(Stored items)
· · · · ·
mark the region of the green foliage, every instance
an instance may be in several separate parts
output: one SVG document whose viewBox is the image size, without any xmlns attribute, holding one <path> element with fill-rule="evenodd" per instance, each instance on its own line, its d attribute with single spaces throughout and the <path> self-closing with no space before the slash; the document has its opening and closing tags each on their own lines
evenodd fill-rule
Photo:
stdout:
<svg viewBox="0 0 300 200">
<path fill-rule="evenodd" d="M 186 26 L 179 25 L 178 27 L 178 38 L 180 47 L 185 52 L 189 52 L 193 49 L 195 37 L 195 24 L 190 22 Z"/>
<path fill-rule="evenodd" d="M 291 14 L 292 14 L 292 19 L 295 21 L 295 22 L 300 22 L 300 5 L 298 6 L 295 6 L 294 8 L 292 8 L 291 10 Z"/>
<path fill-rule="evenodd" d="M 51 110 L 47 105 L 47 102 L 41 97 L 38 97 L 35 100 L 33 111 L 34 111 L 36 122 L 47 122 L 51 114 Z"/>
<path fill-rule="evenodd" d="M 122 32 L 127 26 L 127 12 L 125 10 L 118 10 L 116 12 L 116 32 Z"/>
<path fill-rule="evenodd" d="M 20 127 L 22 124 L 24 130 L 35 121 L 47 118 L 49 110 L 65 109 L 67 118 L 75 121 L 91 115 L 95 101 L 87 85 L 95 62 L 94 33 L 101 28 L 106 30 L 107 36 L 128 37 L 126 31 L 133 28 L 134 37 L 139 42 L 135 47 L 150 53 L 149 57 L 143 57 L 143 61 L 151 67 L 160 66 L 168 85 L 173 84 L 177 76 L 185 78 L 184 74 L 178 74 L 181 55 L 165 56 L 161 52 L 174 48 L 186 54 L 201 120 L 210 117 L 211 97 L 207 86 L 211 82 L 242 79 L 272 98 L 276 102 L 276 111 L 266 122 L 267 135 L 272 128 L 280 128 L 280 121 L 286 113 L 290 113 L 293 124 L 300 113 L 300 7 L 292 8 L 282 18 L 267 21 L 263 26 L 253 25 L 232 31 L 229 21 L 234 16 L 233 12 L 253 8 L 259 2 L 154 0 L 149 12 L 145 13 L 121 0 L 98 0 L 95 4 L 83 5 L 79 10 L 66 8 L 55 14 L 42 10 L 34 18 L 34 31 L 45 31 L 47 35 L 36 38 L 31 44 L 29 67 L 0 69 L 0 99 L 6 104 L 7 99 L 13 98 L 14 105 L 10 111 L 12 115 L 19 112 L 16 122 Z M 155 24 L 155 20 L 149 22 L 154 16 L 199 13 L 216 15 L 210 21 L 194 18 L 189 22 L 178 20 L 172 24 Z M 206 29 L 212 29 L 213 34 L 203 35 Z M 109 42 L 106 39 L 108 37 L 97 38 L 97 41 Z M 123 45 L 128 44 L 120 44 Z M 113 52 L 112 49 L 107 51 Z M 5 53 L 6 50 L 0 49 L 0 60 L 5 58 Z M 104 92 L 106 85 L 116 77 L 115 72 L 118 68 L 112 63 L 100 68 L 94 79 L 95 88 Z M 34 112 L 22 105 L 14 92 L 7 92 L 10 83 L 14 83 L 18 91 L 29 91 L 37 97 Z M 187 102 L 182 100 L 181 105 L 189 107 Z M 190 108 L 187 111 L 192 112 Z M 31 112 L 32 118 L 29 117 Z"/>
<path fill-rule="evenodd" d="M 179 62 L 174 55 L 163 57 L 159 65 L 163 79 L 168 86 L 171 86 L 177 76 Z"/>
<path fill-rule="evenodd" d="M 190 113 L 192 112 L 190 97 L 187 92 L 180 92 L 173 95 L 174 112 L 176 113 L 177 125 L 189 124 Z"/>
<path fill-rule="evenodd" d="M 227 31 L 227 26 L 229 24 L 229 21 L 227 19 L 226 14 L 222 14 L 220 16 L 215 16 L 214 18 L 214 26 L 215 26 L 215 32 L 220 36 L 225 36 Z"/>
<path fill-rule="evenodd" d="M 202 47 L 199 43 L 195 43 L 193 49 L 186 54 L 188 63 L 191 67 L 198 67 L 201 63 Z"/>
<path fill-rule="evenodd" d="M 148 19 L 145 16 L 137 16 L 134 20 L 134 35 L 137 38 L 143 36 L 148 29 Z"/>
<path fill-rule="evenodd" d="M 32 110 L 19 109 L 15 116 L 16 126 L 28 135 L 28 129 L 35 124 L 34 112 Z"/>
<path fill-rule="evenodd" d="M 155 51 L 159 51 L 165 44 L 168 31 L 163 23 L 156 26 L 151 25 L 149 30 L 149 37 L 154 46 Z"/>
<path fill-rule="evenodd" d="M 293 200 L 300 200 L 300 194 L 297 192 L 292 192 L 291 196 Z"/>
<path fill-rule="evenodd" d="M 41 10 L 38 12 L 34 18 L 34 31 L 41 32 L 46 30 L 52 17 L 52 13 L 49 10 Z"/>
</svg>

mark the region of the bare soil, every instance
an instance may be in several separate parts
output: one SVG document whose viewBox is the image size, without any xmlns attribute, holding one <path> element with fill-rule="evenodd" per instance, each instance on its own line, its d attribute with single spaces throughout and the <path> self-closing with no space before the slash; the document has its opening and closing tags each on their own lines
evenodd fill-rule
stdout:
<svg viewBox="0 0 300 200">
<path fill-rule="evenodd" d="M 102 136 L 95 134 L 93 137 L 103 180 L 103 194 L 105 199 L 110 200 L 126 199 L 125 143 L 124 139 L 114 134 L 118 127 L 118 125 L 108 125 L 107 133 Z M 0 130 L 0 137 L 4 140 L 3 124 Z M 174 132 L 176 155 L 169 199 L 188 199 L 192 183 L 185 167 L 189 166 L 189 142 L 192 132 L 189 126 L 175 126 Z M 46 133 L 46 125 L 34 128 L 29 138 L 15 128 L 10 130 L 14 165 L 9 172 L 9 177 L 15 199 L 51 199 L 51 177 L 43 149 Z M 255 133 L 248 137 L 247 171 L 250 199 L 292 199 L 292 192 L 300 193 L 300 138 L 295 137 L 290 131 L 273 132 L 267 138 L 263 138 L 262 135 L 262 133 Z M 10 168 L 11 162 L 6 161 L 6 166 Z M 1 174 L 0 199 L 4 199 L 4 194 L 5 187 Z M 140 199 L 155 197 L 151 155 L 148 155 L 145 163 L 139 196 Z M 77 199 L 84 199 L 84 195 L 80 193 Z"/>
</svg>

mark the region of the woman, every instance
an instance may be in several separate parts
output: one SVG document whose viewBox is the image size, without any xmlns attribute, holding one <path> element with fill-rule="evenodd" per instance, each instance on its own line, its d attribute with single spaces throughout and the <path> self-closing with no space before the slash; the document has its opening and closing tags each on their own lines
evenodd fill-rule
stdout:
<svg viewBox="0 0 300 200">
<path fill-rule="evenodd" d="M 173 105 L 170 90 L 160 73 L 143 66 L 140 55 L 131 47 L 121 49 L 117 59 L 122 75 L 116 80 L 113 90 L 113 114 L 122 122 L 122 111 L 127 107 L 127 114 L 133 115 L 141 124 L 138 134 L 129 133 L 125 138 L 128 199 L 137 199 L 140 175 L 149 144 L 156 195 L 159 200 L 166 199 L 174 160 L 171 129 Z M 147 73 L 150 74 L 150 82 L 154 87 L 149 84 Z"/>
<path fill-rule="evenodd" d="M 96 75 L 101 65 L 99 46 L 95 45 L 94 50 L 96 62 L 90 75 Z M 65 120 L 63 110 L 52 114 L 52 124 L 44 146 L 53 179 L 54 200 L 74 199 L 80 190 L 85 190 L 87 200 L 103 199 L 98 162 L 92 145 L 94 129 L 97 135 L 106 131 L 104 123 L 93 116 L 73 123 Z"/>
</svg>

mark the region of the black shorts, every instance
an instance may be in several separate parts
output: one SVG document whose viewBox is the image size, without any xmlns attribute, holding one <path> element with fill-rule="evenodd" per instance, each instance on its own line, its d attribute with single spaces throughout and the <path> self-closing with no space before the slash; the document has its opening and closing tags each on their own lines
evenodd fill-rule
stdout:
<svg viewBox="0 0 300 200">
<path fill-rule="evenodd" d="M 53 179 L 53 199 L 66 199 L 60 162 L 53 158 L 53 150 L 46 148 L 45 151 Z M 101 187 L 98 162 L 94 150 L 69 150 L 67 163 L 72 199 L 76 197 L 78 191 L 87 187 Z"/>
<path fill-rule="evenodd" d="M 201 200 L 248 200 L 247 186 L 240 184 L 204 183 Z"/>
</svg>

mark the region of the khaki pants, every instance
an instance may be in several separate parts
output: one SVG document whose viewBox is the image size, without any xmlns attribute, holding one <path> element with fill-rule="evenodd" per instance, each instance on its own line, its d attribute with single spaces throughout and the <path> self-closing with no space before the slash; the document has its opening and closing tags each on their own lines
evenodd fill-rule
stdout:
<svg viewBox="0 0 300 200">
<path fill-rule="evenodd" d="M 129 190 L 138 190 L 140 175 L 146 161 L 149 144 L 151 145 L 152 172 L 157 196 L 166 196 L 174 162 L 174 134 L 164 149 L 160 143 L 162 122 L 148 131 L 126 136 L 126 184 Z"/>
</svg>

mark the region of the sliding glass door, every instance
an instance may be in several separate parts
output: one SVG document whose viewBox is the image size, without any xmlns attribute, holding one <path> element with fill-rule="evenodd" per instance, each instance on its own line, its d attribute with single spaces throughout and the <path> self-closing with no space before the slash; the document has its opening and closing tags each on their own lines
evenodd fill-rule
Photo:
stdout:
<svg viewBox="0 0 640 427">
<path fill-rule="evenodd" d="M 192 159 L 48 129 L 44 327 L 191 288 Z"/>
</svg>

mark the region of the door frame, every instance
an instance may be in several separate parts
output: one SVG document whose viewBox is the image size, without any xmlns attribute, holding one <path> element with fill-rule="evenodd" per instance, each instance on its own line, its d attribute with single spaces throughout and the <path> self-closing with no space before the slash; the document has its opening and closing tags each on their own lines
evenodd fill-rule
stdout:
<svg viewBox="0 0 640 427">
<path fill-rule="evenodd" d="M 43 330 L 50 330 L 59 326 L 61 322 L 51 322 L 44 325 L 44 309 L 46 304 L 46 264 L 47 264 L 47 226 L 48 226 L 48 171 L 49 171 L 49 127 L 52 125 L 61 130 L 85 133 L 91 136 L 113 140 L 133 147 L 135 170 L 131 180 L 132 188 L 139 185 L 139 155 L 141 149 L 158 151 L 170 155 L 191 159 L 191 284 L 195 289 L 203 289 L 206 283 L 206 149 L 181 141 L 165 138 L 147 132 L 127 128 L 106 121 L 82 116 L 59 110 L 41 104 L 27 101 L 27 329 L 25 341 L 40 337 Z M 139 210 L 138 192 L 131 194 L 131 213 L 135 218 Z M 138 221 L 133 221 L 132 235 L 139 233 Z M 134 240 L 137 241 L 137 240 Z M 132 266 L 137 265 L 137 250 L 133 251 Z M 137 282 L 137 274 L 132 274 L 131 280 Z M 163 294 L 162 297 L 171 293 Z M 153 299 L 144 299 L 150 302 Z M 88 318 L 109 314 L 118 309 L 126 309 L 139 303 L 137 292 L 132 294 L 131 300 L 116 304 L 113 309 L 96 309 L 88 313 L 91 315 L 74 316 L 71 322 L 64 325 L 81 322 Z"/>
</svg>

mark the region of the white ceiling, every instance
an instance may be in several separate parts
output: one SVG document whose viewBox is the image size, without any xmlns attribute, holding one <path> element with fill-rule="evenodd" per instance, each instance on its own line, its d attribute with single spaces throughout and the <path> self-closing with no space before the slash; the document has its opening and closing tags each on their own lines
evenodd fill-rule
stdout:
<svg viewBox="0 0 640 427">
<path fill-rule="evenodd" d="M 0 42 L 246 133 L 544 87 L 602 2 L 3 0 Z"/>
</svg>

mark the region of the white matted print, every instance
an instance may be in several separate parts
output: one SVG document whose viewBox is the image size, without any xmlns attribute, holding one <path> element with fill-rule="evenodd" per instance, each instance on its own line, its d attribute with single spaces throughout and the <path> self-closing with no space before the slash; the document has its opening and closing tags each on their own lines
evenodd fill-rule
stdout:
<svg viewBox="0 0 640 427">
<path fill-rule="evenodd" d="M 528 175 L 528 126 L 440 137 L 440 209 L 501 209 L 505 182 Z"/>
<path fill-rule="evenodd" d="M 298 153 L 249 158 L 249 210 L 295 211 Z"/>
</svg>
· · · · ·
» What you will do
Each line above that has the word "door" should be copied.

» Reply
mark the region of the sliding glass door, every instance
mark the region of the door frame, every instance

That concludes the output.